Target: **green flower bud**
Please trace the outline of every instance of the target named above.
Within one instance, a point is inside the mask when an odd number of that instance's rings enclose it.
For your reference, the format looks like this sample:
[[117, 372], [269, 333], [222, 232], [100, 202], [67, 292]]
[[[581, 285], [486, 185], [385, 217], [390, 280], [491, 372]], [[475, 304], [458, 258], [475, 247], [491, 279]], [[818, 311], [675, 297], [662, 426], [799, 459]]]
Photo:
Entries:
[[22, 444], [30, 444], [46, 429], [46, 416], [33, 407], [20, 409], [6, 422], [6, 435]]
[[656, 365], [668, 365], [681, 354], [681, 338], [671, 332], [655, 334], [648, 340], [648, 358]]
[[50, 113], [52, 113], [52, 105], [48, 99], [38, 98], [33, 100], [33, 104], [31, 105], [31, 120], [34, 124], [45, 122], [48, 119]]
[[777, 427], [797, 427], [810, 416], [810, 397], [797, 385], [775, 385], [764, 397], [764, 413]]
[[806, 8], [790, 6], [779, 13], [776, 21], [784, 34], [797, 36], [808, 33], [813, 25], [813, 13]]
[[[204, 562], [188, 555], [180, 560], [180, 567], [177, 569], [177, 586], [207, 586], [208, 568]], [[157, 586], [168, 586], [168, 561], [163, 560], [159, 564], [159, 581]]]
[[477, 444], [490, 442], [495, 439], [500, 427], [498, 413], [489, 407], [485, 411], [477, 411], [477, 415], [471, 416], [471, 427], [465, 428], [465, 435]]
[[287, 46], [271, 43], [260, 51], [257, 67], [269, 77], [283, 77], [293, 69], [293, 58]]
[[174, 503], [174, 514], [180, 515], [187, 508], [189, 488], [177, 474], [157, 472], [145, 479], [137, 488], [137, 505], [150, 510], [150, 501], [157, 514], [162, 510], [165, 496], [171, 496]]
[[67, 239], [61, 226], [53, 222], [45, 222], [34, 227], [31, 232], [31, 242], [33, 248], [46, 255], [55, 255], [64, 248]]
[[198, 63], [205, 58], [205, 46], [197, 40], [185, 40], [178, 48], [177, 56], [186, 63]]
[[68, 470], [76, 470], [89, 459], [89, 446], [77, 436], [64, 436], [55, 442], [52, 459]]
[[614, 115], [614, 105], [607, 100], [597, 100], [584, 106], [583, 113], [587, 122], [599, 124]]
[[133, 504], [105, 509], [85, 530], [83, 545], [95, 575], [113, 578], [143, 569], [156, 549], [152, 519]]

[AIM]
Return all of the rows above without any changes, keeping every character the same.

[SOLUTION]
Target: **green flower bud**
Please trace the outline of every instance of the target named above.
Within one instance, a point is inside the mask when an odd number of that instance's rings enclose it.
For your reference, the format looks like this sample:
[[117, 372], [269, 333], [222, 232], [100, 202], [67, 292]]
[[[581, 285], [486, 185], [385, 217], [390, 280], [491, 372]], [[475, 304], [458, 258], [475, 247], [491, 279]], [[818, 311], [675, 297], [662, 426], [799, 459]]]
Photo:
Entries:
[[22, 444], [30, 444], [46, 429], [46, 416], [33, 407], [20, 409], [6, 422], [6, 435]]
[[656, 365], [668, 365], [681, 354], [681, 338], [671, 332], [655, 334], [648, 340], [648, 358]]
[[50, 113], [52, 113], [52, 105], [48, 99], [38, 98], [33, 100], [33, 104], [31, 105], [31, 120], [34, 124], [45, 122], [48, 119]]
[[777, 427], [797, 427], [810, 416], [810, 397], [797, 385], [775, 385], [764, 397], [764, 413]]
[[806, 8], [790, 6], [779, 13], [776, 21], [784, 34], [797, 36], [808, 33], [813, 25], [813, 13]]
[[[204, 562], [188, 555], [180, 560], [180, 567], [177, 569], [177, 586], [207, 586], [208, 568]], [[157, 586], [168, 586], [168, 561], [163, 560], [159, 564], [159, 581]]]
[[477, 444], [490, 442], [495, 439], [500, 427], [498, 413], [489, 407], [485, 411], [477, 411], [477, 415], [471, 416], [471, 427], [465, 428], [465, 435]]
[[287, 46], [271, 43], [260, 51], [257, 67], [269, 77], [283, 77], [293, 69], [293, 58]]
[[174, 503], [174, 514], [180, 515], [187, 508], [189, 488], [177, 474], [157, 472], [145, 479], [137, 488], [137, 505], [150, 510], [150, 501], [157, 514], [162, 510], [165, 496], [171, 496]]
[[67, 239], [61, 226], [53, 222], [45, 222], [34, 227], [31, 232], [31, 242], [33, 248], [46, 255], [55, 255], [64, 248]]
[[198, 63], [205, 58], [205, 46], [197, 40], [185, 40], [178, 48], [177, 56], [186, 63]]
[[68, 470], [76, 470], [89, 459], [89, 446], [77, 436], [64, 436], [55, 442], [52, 459]]
[[614, 115], [614, 105], [607, 100], [597, 100], [584, 106], [583, 113], [587, 122], [599, 124]]
[[133, 504], [105, 509], [85, 530], [83, 545], [95, 575], [113, 578], [143, 569], [156, 549], [152, 519]]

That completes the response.